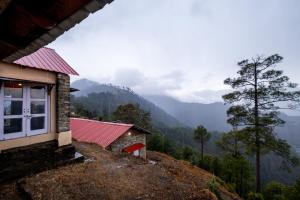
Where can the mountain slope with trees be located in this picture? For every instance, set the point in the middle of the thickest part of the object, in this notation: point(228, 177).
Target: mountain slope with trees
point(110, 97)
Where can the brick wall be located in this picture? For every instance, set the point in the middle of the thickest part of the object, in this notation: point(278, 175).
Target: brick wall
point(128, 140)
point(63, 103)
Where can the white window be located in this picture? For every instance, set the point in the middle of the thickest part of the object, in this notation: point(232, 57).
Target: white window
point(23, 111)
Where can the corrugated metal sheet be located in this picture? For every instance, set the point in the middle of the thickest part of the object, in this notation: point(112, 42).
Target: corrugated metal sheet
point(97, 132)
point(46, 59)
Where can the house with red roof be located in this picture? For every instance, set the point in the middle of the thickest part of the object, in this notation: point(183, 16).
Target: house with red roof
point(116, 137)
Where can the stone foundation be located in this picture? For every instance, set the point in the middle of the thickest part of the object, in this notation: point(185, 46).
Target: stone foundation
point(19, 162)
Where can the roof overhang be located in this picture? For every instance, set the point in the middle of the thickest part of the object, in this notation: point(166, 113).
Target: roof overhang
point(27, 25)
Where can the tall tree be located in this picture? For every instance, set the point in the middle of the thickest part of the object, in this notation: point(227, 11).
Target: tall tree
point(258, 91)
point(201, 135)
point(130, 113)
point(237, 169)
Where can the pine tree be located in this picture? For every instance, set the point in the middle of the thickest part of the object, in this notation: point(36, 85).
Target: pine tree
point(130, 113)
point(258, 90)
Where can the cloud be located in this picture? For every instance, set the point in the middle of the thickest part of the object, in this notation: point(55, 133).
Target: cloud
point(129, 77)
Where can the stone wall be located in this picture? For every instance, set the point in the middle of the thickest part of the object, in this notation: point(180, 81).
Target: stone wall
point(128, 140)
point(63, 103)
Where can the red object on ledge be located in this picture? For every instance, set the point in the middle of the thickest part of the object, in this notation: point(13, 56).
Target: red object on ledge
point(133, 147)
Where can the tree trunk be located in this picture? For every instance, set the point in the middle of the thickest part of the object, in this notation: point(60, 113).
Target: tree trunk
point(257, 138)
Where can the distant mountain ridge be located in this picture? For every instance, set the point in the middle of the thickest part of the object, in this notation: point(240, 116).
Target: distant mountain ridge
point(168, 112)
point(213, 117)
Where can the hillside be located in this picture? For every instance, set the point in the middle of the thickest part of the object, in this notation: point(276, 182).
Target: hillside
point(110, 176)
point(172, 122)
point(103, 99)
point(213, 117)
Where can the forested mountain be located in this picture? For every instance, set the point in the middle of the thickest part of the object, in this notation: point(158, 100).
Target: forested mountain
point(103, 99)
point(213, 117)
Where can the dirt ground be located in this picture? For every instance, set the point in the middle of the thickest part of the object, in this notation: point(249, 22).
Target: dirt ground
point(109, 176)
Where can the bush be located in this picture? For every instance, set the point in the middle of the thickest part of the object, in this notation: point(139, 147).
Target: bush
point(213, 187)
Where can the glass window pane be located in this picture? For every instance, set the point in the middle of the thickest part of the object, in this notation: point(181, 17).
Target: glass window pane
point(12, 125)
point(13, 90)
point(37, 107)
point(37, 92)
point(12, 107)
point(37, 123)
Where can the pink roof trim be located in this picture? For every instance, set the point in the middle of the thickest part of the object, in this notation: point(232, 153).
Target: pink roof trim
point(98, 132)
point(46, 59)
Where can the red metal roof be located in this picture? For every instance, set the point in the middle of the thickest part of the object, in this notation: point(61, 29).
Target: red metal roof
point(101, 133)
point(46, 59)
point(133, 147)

• • • •

→ **What is required**
Render every line of the records above as a Markdown table with two columns, Row and Line, giving each row a number and skipping blank lines. Leave the pictures out of the table.

→ **Worked solution**
| Row | Line |
|---|---|
| 1 | Where can the mountain slope with trees be located in this picture? For every instance, set the point in the middle of the thickest part of the object, in this notation: point(228, 177). |
| 2 | Target: mountain slope with trees |
| 3 | point(110, 97) |
| 4 | Where can the brick wall be located in this picture? For every instance, set the point in the middle of the thickest part of the object, in this notation: point(278, 175). |
| 5 | Target: brick wall |
| 6 | point(128, 140) |
| 7 | point(63, 103) |
| 8 | Where can the white window be located in this picture? For every instance, set the point in the middle of the thickest part of the object, in this notation: point(232, 57). |
| 9 | Target: white window |
| 10 | point(23, 111) |
| 11 | Where can the corrugated metal sheet be located in this picture? For every instance, set the point in the middle of the thickest part of the object, in this notation: point(112, 42). |
| 12 | Target: corrugated metal sheet |
| 13 | point(97, 132) |
| 14 | point(46, 59) |
| 15 | Where can the house with red roof be located in this picture? For every instance, set the point in the middle of the thickest part of the object, in this notation: point(183, 16). |
| 16 | Target: house with red roof |
| 17 | point(116, 137) |
| 18 | Where can the stone foundation be located in this picture? For every instance, set the point in the middle of the thickest part of the object, in this notation: point(185, 46). |
| 19 | Target: stone foundation |
| 20 | point(19, 162) |
| 21 | Where can the roof overhang be located in this picture? For every instance, set the point in the middle of the thickest part of the object, in this notation: point(166, 113). |
| 22 | Target: roof overhang |
| 23 | point(27, 25) |
| 24 | Where can the tall tree be located in this picture? For every instance, set the point in the middle of the thickest part of the object, in this notation: point(227, 11). |
| 25 | Target: tall tree |
| 26 | point(258, 91) |
| 27 | point(201, 135) |
| 28 | point(130, 113) |
| 29 | point(237, 169) |
| 30 | Where can the pine tree be located in this picture? For every instance, set the point in the middle of the thickest part of the object, in this notation: point(36, 85). |
| 31 | Target: pine tree |
| 32 | point(130, 113) |
| 33 | point(258, 90) |
| 34 | Where can the cloud be located in this picture? For every instance, set the point in the middle of the thickest part of the object, in this notation: point(55, 133). |
| 35 | Target: cloud |
| 36 | point(129, 77) |
| 37 | Where can the stone wall be located in this picture? For every instance, set the point in the middle of the thickest part of the object, in this notation: point(180, 81). |
| 38 | Target: stone wall |
| 39 | point(128, 140) |
| 40 | point(63, 103) |
| 41 | Where can the red object on ledge be located in this picture? For every instance, set the point in the middle of the thickest part of the object, in this notation: point(13, 56). |
| 42 | Target: red object on ledge |
| 43 | point(133, 147) |
| 44 | Where can the tree trunk be located in this picture? For every instance, set the point in the middle of the thickest part of the object, in this notation: point(60, 113). |
| 45 | Target: tree trunk |
| 46 | point(257, 138) |
| 47 | Where can the distant mountain ridge be located in this picture? For every instance, set the point in the middle of the thickest part of the object, in this notation: point(240, 116). |
| 48 | Target: distant mountain ridge |
| 49 | point(168, 112) |
| 50 | point(213, 117) |
| 51 | Where can the hillside be located in this picture? For every instance, set the point in the middle of the thickest part of the object, in this notation: point(276, 182). |
| 52 | Target: hillside |
| 53 | point(110, 176) |
| 54 | point(172, 122) |
| 55 | point(103, 99) |
| 56 | point(213, 117) |
| 57 | Where can the forested mountain be located in this picture? For every instance, set the point in the middle of the thickest part of the object, in this notation: point(158, 100). |
| 58 | Target: forested mountain |
| 59 | point(103, 99) |
| 60 | point(213, 117) |
| 61 | Where can the dirt ground be located in this picture? For every instance, set the point in the middle of the thickest part of the object, in this notation: point(249, 22). |
| 62 | Target: dirt ground |
| 63 | point(109, 176) |
| 64 | Where can the bush be located in this picture? For every instance, set the point in the middle of the thickest part of the object, in this notation: point(139, 147). |
| 65 | Target: bush |
| 66 | point(213, 187) |
| 67 | Where can the glass window pane be located in this picture? For every instance, set the point in the middle of the thickest part of the object, in this notation: point(181, 17). |
| 68 | Target: glass window pane |
| 69 | point(12, 125) |
| 70 | point(13, 90) |
| 71 | point(37, 107) |
| 72 | point(37, 92) |
| 73 | point(12, 107) |
| 74 | point(37, 123) |
| 75 | Where can the pink roof trim be located in this picture? For every instance, set the point in the middle of the thickest part of the object, in this notation: point(232, 153). |
| 76 | Target: pink roof trim |
| 77 | point(98, 132) |
| 78 | point(46, 59) |
| 79 | Where can the red metal roof be located in this picture? For every instance, set the point in the middle of the thickest part of the object, in this notation: point(61, 29). |
| 80 | Target: red metal roof |
| 81 | point(101, 133) |
| 82 | point(46, 59) |
| 83 | point(133, 147) |